● **Exercise aim**: Write out the following lines word for word, starting at the very first line and ending with the line containing "positive clicks: (42, 1565)", with both ends included.

● **Task data**:
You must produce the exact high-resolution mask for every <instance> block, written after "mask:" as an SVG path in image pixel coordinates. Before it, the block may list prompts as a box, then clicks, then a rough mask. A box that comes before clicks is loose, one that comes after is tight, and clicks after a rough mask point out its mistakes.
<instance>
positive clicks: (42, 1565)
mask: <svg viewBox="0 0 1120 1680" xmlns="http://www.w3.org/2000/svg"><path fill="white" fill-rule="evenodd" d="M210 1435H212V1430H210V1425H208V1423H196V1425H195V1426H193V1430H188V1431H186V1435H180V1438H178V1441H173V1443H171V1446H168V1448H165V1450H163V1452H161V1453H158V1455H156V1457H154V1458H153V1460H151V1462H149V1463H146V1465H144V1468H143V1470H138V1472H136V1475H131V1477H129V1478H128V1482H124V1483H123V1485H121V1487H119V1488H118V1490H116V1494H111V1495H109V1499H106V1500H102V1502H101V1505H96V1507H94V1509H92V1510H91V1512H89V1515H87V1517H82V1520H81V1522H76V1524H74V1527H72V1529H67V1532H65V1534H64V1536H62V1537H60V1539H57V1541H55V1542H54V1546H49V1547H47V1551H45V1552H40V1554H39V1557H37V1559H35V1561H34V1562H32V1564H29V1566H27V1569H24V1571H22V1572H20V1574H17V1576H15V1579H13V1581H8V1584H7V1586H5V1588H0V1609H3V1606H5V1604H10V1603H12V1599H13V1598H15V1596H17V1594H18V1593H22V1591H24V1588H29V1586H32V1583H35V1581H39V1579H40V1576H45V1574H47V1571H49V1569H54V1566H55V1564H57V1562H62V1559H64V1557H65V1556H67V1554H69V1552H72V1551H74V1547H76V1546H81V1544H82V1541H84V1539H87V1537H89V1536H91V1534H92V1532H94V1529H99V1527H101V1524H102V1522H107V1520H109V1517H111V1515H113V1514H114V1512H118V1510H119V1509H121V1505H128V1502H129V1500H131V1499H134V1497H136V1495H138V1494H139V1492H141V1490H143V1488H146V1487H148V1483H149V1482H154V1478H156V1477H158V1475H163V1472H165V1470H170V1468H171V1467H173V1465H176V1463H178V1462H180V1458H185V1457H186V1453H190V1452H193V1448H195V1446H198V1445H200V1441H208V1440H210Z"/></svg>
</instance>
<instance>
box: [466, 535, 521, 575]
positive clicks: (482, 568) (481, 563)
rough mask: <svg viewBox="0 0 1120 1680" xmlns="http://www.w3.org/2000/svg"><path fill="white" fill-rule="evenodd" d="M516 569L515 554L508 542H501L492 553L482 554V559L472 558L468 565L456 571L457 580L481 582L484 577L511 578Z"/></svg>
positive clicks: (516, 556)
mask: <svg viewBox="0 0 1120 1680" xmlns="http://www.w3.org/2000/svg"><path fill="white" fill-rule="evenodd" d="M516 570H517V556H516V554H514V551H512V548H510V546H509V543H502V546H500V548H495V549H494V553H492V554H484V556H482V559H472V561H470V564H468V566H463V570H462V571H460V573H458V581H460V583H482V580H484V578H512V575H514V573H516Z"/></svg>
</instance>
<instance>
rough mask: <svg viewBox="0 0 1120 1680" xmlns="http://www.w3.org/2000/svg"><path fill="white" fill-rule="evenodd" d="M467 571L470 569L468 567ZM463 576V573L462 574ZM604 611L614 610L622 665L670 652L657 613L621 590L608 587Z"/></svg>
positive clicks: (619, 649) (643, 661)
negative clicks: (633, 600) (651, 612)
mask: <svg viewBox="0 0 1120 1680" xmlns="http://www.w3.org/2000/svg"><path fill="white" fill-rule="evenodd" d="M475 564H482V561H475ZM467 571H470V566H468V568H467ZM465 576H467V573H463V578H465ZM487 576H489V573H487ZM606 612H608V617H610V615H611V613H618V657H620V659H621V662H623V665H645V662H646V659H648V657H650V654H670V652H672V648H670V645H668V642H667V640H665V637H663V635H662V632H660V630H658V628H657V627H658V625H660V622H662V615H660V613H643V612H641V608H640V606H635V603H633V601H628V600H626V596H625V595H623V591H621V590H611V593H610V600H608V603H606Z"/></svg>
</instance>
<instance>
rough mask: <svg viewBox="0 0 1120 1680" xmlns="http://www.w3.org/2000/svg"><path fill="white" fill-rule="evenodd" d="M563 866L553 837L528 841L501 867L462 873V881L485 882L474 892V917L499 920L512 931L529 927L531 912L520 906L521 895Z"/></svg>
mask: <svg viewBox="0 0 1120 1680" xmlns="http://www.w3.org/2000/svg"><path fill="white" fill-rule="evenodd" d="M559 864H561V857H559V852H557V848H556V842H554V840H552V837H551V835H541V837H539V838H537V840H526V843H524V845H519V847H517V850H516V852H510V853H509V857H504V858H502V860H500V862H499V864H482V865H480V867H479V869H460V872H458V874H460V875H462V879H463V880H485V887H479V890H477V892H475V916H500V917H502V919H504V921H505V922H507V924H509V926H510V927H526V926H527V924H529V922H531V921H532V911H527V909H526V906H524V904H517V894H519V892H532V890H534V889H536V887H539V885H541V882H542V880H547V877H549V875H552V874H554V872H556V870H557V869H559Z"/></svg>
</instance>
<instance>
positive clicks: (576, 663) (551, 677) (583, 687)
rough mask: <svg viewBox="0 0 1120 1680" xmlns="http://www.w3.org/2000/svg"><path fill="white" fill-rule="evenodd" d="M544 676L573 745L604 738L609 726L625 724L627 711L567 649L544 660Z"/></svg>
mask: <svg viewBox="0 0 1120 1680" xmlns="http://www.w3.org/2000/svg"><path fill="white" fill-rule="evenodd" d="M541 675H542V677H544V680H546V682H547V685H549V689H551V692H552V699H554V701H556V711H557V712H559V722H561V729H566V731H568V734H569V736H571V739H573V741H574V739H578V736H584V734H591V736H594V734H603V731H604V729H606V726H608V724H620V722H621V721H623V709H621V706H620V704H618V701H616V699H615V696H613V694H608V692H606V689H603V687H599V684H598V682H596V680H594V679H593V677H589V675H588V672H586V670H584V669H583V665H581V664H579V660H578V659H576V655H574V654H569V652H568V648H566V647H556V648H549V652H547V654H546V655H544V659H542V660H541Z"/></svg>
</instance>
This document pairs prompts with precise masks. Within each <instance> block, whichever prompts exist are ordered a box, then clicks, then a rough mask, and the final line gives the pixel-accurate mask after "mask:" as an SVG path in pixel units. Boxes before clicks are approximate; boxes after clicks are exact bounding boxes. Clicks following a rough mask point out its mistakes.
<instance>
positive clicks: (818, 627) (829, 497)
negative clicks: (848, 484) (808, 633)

● **Exercise solution**:
You must produce the exact high-resolution mask for every <instance> block, written after "mask:" as an SVG path in image pixel coordinates. Before it, the block may list prompts as a box, then clicks, then a rough mask. A box that comes before clicks is loose, one that comes after is tight, and clicks after a rough mask point out its mistakes.
<instance>
positive clicks: (42, 1565)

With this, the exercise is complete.